Petitioners seek a similar disposition of the case before us today. Here, the Seventh Circuit interpreted the contract to incorporate New York law, including the Garrity rule that arbitrators may not award punitive damages. Petitioners ask us to hold that the FAA pre-empts New York's prohibition against arbitral awards of punitive damages because this state law is a vestige of the "'"ancient"'" judicial hostility to arbitration. See Allied-Bruce, 513 U.S. at 270, quoting Bernhardt v. Polygraphic Co. of America, Inc., 350 U.S. 198, 211, n. 5, 100 L. Ed. 199, 76 S. Ct. 273 (1956) (Frankfurter, J., concurring). Petitioners rely on Southland Corp. v. Keating, 465 U.S. 1, 79 L. Ed. 2d 1, 104 S. Ct. 852 (1984), and Perry v. Thomas, 482 U.S. 483, 96 L. Ed. 2d 426, 107 S. Ct. 2520 (1987), in which we held that the FAA pre-empted two California statutes that purported to require judicial resolution of certain disputes. In Southland, we explained that the FAA not only "declared a national policy favoring arbitration," but actually "withdrew the power of the states to require a judicial forum for the resolution of claims which the contracting parties agreed to resolve by arbitration." 465 U.S. at 10.

Respondents answer that the choice-of-law provision in their contract evidences the parties' express agreement that punitive damages should not be awarded in the arbitration of any dispute arising under their contract. Thus, they claim, this case is distinguishable from Southland and Perry, in which the parties presumably desired unlimited arbitration but state law stood in their way. Regardless of whether the FAA pre-empts the Garrity decision in contracts not expressly incorporating New York law, respondents argue that the parties may themselves agree to be bound by Garrity, just as they may agree to forgo arbitration altogether. In other words, if the contract says "no punitive damages," that is the end of the matter, for courts are bound to interpret contracts in accordance with the expressed intentions of the parties -- even if the effect of those intentions is to limit arbitration.
+ + + + +
### [Instruction A]
Extract every line of the records that contains the string "wheel", treating uppercase and lowercase as different.

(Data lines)
+ + + + +
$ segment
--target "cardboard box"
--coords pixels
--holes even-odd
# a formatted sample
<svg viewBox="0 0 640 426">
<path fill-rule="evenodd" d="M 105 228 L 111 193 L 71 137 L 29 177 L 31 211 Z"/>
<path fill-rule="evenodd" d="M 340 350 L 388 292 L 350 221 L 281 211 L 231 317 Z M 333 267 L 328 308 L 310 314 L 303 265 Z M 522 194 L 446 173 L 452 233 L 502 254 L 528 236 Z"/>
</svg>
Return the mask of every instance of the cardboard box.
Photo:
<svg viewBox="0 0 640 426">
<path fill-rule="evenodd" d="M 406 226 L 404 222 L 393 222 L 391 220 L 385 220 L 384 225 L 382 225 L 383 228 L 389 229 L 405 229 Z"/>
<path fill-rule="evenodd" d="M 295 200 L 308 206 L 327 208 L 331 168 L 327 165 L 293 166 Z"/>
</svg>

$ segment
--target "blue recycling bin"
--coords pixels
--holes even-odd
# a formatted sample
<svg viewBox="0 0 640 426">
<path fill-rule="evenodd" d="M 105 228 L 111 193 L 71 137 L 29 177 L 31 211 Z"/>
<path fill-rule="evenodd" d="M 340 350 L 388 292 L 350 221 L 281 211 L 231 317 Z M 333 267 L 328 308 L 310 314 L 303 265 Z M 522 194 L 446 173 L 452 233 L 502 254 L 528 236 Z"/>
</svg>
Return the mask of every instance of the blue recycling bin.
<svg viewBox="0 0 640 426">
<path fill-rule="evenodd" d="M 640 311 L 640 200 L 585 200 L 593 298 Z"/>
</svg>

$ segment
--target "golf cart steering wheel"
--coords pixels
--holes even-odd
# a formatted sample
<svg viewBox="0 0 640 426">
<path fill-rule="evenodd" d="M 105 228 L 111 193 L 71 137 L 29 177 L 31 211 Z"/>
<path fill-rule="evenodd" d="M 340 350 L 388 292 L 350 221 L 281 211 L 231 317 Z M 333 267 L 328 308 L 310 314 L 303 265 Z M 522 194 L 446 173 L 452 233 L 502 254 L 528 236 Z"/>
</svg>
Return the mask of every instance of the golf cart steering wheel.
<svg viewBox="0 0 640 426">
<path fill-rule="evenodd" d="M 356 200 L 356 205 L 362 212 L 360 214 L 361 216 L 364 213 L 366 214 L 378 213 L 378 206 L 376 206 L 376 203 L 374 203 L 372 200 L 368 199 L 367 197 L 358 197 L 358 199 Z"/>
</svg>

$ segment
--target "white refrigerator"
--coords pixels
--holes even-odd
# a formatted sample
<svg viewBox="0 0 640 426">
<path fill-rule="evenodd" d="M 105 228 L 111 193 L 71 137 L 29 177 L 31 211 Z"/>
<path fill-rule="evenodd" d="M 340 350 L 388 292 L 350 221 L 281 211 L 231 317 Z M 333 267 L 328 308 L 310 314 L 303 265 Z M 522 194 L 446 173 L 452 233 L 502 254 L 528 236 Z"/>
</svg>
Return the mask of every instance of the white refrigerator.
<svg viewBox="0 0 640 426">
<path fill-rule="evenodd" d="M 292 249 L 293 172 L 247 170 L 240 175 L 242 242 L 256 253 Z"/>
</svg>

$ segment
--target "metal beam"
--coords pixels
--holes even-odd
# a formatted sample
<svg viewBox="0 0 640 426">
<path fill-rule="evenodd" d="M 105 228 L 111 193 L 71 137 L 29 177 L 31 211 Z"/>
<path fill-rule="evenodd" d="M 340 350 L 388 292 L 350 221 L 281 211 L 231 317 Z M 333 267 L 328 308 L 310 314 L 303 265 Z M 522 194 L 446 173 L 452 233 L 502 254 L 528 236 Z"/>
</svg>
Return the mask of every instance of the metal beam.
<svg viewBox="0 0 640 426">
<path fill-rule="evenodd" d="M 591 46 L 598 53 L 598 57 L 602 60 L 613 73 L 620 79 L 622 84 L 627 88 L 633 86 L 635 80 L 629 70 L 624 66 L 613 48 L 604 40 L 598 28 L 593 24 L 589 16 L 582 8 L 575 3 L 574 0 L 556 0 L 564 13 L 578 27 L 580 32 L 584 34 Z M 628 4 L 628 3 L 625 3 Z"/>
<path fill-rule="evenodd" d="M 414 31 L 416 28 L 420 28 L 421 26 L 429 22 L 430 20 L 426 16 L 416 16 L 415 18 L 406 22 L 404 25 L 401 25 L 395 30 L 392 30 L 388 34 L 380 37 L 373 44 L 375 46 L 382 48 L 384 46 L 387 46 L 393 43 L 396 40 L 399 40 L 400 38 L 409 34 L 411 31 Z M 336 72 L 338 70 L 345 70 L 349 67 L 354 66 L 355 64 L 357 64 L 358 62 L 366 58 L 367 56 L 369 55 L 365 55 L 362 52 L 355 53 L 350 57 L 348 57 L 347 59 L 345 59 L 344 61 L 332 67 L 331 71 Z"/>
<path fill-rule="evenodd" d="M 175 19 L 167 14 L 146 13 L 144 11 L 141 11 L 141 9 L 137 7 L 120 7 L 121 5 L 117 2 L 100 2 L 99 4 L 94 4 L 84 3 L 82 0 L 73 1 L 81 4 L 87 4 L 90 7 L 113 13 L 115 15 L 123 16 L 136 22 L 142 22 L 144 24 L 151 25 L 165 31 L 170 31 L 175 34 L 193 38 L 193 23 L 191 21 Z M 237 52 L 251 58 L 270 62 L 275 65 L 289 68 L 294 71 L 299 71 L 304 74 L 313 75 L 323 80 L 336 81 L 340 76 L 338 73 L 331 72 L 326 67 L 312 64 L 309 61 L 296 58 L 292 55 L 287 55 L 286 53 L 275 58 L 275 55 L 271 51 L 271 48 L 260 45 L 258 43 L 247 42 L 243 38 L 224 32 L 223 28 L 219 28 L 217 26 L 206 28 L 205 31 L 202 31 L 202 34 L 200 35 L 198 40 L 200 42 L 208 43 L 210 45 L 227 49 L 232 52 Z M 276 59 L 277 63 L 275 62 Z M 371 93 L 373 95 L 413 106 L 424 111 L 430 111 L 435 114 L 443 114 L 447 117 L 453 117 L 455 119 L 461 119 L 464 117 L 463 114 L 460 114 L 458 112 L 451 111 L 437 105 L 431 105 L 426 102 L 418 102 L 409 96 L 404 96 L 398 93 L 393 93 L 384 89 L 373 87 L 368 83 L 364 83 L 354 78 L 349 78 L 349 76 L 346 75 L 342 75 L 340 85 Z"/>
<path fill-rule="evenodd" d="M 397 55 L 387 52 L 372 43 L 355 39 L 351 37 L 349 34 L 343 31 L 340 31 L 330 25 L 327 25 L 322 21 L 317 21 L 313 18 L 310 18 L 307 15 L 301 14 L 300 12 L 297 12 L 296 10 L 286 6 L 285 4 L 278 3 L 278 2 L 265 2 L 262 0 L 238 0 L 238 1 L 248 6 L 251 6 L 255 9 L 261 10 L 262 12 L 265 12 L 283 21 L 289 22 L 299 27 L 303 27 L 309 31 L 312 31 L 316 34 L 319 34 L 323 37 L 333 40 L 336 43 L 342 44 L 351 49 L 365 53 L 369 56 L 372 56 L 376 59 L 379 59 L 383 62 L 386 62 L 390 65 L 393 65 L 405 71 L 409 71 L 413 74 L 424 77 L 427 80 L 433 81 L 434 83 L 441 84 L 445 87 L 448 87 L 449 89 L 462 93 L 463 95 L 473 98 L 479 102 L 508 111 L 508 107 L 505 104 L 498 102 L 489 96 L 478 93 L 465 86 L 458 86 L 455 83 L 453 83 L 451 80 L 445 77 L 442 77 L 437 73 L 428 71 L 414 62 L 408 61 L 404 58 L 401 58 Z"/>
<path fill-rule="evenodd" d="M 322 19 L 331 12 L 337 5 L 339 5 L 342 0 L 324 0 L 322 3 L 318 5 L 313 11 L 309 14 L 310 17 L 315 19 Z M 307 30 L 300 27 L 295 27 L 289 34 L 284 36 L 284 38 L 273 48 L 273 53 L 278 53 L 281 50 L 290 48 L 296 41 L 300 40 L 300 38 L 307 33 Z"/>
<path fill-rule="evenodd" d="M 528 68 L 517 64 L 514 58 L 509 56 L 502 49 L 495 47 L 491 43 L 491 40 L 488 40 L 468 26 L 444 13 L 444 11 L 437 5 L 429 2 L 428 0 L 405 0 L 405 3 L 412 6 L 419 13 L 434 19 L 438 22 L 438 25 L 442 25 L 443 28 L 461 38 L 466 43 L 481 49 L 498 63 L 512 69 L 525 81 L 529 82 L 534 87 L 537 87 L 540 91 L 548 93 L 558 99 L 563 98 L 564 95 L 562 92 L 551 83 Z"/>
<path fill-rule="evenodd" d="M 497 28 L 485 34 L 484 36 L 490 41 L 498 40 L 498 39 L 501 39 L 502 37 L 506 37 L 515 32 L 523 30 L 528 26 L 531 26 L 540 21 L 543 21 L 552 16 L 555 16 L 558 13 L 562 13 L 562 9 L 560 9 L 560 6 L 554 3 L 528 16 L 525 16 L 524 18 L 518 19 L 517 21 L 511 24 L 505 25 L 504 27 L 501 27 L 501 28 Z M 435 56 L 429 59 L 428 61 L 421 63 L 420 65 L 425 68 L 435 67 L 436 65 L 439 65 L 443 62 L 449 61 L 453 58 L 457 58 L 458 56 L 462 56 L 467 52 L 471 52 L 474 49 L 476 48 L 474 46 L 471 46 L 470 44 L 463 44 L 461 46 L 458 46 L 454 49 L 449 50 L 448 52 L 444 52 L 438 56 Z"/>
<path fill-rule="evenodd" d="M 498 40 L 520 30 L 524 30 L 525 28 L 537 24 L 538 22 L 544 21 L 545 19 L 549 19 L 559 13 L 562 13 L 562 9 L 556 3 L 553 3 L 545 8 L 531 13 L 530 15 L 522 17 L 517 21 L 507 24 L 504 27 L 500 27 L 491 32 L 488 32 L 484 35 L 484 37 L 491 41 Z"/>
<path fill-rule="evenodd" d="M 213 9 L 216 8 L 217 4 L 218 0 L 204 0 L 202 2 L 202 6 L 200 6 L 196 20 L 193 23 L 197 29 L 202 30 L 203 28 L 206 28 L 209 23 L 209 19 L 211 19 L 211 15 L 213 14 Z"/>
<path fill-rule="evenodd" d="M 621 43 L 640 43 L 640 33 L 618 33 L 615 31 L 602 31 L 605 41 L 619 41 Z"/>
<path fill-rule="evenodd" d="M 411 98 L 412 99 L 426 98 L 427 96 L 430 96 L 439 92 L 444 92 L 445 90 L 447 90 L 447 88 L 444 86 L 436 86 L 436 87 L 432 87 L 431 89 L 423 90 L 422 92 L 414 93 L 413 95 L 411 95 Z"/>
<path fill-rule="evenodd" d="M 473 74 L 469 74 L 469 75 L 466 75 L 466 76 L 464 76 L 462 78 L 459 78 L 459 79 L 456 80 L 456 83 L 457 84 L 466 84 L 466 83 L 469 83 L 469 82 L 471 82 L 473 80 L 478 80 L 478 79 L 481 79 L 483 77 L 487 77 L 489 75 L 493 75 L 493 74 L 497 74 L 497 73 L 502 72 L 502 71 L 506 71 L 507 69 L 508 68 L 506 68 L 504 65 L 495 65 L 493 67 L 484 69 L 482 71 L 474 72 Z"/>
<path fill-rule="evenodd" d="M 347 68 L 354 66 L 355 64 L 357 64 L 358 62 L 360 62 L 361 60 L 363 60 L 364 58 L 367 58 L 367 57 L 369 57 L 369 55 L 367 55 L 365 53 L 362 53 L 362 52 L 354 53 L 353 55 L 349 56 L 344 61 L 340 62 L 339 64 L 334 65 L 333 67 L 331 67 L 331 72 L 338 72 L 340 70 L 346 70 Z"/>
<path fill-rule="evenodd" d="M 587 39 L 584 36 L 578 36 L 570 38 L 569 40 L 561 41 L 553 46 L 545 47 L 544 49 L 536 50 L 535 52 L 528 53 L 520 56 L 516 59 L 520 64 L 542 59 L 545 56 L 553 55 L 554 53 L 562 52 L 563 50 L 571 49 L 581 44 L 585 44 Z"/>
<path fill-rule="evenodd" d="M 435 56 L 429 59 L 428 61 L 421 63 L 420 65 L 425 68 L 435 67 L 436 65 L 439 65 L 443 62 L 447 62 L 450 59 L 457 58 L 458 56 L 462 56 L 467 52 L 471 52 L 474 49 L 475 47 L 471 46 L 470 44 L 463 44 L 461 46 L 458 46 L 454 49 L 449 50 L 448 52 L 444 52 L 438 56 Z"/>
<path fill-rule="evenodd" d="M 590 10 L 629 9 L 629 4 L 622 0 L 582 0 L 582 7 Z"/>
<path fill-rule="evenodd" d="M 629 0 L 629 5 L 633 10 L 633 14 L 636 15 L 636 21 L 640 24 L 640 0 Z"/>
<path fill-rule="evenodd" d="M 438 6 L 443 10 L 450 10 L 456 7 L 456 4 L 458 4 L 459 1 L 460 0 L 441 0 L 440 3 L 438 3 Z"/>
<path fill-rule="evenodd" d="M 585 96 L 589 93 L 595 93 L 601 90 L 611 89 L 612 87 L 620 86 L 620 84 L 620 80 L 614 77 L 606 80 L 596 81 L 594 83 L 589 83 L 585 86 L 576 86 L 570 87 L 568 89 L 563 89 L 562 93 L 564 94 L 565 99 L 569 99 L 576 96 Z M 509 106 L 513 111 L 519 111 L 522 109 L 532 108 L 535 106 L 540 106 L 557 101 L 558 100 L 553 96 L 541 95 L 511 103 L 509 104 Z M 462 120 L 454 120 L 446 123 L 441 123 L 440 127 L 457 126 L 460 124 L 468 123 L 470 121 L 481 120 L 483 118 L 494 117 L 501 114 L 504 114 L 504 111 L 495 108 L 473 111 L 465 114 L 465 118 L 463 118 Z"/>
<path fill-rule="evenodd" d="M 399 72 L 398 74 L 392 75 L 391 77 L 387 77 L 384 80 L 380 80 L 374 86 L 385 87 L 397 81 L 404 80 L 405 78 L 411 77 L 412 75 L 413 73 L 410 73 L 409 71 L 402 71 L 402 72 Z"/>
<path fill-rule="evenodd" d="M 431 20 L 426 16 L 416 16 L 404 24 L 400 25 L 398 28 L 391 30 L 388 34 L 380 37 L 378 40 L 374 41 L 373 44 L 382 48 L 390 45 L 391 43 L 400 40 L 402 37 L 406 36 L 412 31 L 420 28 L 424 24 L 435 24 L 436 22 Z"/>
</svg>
+ + + + +
### [Instruction B]
For each statement, say yes or no to whether it agrees with the arbitration excerpt, and quote the words from the excerpt that decide it: (i) the Seventh Circuit read the contract as incorporating New York law; (ii) Perry v. Thomas was decided in 1984; (iii) respondents argue that the parties may agree to be bound by Garrity.

### [Full answer A]
--target "golf cart steering wheel"
Return the mask of every instance of the golf cart steering wheel.

### [Full answer B]
(i) Yes: "the Seventh Circuit interpreted the contract to incorporate New York law"
(ii) No: "Perry v. Thomas, 482 U.S. 483, 96 L. Ed. 2d 426, 107 S. Ct. 2520 (1987)"
(iii) Yes: "respondents argue that the parties may themselves agree to be bound by Garrity"